MumOnaMission · 23/08/2005 21:15

how do you discipline him / what's your reaction when he screams etc.

Littlestarsweeper · 23/08/2005 21:20

debs is this done very often?

SleepySuzy · 23/08/2005 21:25

Definately don't give in to him. Remove all stimuli, maybe remove him to a safe area for a few minutes.

Cha · 23/08/2005 21:41

Poor you, it sounds like a nightmare. Do you watch any of the Little Angels, House of Tiny Tearaways etc programmes? I know not everyone parents in the same way but I think they have three good messages - give lots of praise, 'a tantrum needs an audience' and be consistent.

Always tell kids when they are being good / have been good and when they do something really clever / kind / generous etc. They just love it and there is no better way to get them to do the good behaviour again.
When either of my two throw a tantrum or do something really horrible to each other I put them on the other side of a door / in their room for 'time out'. This also gives me a chance to calm down if I feel I am losing it too! You shut the door for as many minutes as they are years old (ie 3 mins for a 3 year old etc). You MUST explain to them before you do it why you are doing it 'I am going to shut you in your room because you pulled your sister's hair out after I asked you twice not to do it'. Shut the door. Do not speak to them until the time is up. Then open the door, explain again why you did what you did and say that you will do it again if they repeat the bad behaviour etc. And then make sure they say sorry!

Supplied information:
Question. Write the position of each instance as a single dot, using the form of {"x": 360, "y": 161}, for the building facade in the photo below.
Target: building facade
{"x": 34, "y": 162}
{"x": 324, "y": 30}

Problem requirements:
In the forum thread above, how long does Cha say to keep the door shut for a time out?

Response:
As many minutes as the child is years old, for example 3 minutes for a 3-year-old.